Treść zadania: Zbierz z poniższych rekordów każdy wiersz, który zawiera ciąg znaków "rough", i przepisz te wiersze bez zmian. Wielkość liter ma znaczenie.

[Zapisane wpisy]

• • •

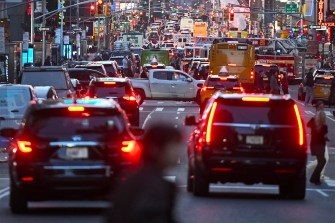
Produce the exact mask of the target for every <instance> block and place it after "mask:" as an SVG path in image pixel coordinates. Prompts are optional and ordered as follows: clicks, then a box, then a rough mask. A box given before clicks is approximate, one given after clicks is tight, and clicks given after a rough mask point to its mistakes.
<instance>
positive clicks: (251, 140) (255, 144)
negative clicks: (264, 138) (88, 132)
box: [246, 136, 264, 145]
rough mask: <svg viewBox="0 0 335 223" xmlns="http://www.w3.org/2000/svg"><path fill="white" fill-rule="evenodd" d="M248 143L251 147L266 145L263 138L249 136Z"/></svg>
mask: <svg viewBox="0 0 335 223" xmlns="http://www.w3.org/2000/svg"><path fill="white" fill-rule="evenodd" d="M246 143H247V144H251V145H262V144H263V143H264V139H263V136H247V137H246Z"/></svg>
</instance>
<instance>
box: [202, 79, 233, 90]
mask: <svg viewBox="0 0 335 223" xmlns="http://www.w3.org/2000/svg"><path fill="white" fill-rule="evenodd" d="M207 86H209V87H214V88H216V89H225V90H229V89H233V87H239V82H238V80H237V79H227V80H221V79H219V78H211V79H209V80H208V83H207Z"/></svg>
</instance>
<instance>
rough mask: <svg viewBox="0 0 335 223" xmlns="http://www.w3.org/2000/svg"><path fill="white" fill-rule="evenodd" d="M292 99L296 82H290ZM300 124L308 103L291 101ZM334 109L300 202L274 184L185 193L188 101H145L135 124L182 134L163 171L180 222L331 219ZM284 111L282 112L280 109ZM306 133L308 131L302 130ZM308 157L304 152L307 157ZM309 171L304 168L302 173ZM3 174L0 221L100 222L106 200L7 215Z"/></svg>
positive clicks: (194, 105) (188, 128) (311, 116)
mask: <svg viewBox="0 0 335 223" xmlns="http://www.w3.org/2000/svg"><path fill="white" fill-rule="evenodd" d="M290 93H291V94H292V96H293V98H296V95H297V86H290ZM297 103H298V105H299V108H300V111H301V114H302V117H303V119H304V121H305V123H306V122H307V121H308V120H309V119H310V118H311V117H312V116H313V115H314V114H315V109H314V108H313V107H304V106H303V104H302V103H301V102H297ZM333 110H334V108H331V109H330V108H328V107H327V108H326V115H327V123H328V126H329V133H328V135H329V138H330V142H329V143H328V149H329V154H330V158H329V162H328V165H327V167H326V173H325V174H326V176H328V177H330V180H326V182H325V183H324V184H322V185H321V186H314V185H311V184H310V183H309V182H308V183H307V194H306V199H305V200H304V201H296V200H285V199H281V198H280V197H279V195H278V188H277V186H272V185H261V184H259V185H253V186H248V185H244V184H224V185H222V184H215V185H211V188H210V191H211V194H210V196H209V197H206V198H198V197H194V196H193V195H192V194H190V193H187V192H186V172H187V157H186V141H187V137H188V135H189V134H190V132H191V131H192V128H190V127H185V126H183V121H184V118H185V116H186V115H197V116H198V114H199V107H198V106H197V105H196V104H195V103H193V102H175V101H145V102H144V103H143V105H142V107H141V126H142V127H143V128H148V127H149V126H150V125H152V124H157V123H163V122H167V123H169V124H173V125H174V126H175V127H176V128H178V129H180V130H181V131H182V132H183V133H184V134H185V147H184V150H183V151H181V155H180V160H179V161H178V165H177V167H176V168H174V169H172V170H170V171H168V173H166V179H167V180H170V181H175V182H176V184H177V186H178V189H179V199H178V203H177V207H176V212H177V213H176V214H177V217H178V219H179V221H180V222H184V223H187V222H194V223H198V222H199V223H202V222H208V223H219V222H234V223H240V222H259V223H267V222H306V223H314V222H329V223H331V222H335V214H334V213H333V210H334V208H335V203H334V200H335V139H334V138H332V136H334V135H335V117H334V116H333V114H332V111H333ZM283 115H285V114H283ZM308 132H309V130H308ZM312 160H314V157H311V156H309V162H310V161H312ZM310 174H311V170H309V171H308V177H309V176H310ZM8 189H9V188H8V173H7V166H6V163H1V164H0V215H1V222H2V223H11V222H13V223H14V222H15V223H16V222H23V221H24V222H25V223H30V222H32V223H35V222H62V223H65V222H72V223H73V222H81V223H82V222H102V221H103V213H104V211H105V207H106V206H107V205H108V203H107V202H96V201H94V202H91V201H86V202H72V201H71V202H54V201H53V202H38V203H30V208H31V209H30V210H31V211H30V213H29V214H27V215H13V214H11V212H10V209H9V207H8V194H9V191H8Z"/></svg>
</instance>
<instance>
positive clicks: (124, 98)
mask: <svg viewBox="0 0 335 223" xmlns="http://www.w3.org/2000/svg"><path fill="white" fill-rule="evenodd" d="M122 98H123V99H125V100H127V101H136V97H135V96H133V95H131V96H123V97H122Z"/></svg>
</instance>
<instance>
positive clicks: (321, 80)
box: [315, 78, 333, 85]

• • •

Odpowiedź do zadania:
Produce the exact mask of the target for every <instance> block and place it after "mask:" as an SVG path in image pixel coordinates. Prompts are optional and ordered as follows: clicks, then a box, then a rough mask. A box given before clicks is approximate, one given after clicks is tight, and clicks given after a rough mask point to its mistakes.
rough mask: <svg viewBox="0 0 335 223" xmlns="http://www.w3.org/2000/svg"><path fill="white" fill-rule="evenodd" d="M248 143L251 147L266 145L263 138L249 136Z"/></svg>
rough mask: <svg viewBox="0 0 335 223" xmlns="http://www.w3.org/2000/svg"><path fill="white" fill-rule="evenodd" d="M292 99L296 82H290ZM300 124L308 103L291 101ZM334 109L300 202L274 184L185 193L188 101H145L135 124L182 134L163 171L180 222L331 219ZM284 111L282 112L280 109ZM306 133L308 131L302 130ZM308 157L304 152L307 157ZM309 171L304 168L302 173ZM3 174L0 221L100 222L106 200L7 215Z"/></svg>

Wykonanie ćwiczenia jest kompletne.